#### PROVIDED TEXT
● ● ● ● ● ● ●

# eielo hunting club reports franklin county



## electricanhunter (Oct 22, 2008)

anybody seeing anything on the north club? or kill anything


----------



## CharrDad (Nov 12, 2008)

I'm a member over at H/A. It's been kinda slow for me, but I'll give you an updated report after my Friday hunt.


----------



## CharrDad (Nov 25, 2008)

One deer down at H/A (last Thursday). Wasn't mine, but I helped drag him out. I've not seen too many deer since rifle season opened. Anybody else?


----------



## Retired Army Guy (Nov 26, 2008)

Was a buck killed?
Im in Paradise but have not been there in over a week because of work or other obligations.  I have heard of nothing happening or being killed except one small buck end of October.  I was down there about every other day the first two weeks of November and saw very little if any signs of a rut at all.


----------



## electricanhunter (Nov 26, 2008)

● ● ● ● ● ● ●

#### DATA BLOCK
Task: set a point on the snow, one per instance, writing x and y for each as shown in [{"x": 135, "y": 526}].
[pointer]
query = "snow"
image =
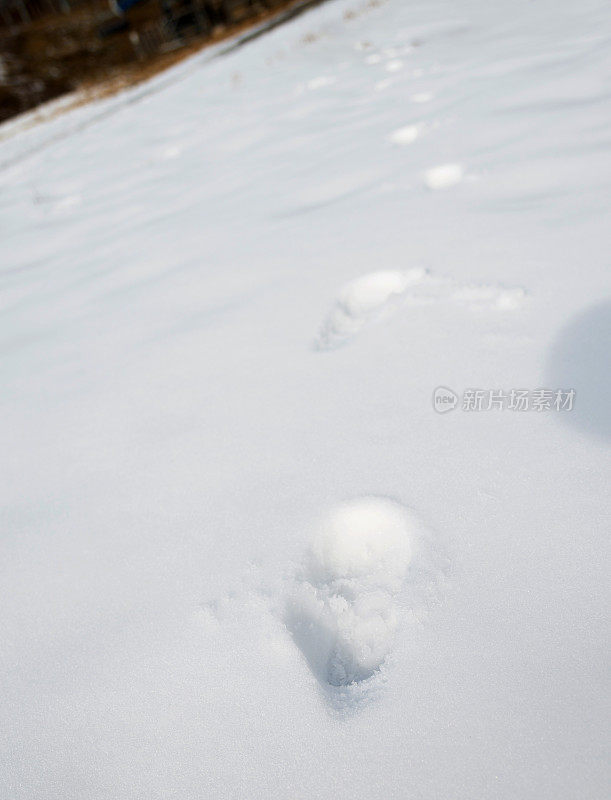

● ● ● ● ● ● ●

#### TASKS FOR THIS EXERCISE
[a] In the forum thread on hunting club reports, which club does CharrDad say he belongs to?
[b] Reproduce the passage of the forum thread starting with "## Retired Army" and going on through "electricanhunter (Nov 26, 2008)".

#### OUTPUTS IN ORDER
[a] H/A

[b]
## Retired Army Guy (Nov 26, 2008)

Was a buck killed?
Im in Paradise but have not been there in over a week because of work or other obligations.  I have heard of nothing happening or being killed except one small buck end of October.  I was down there about every other day the first two weeks of November and saw very little if any signs of a rut at all.


----------



## electricanhunter (Nov 26, 2008)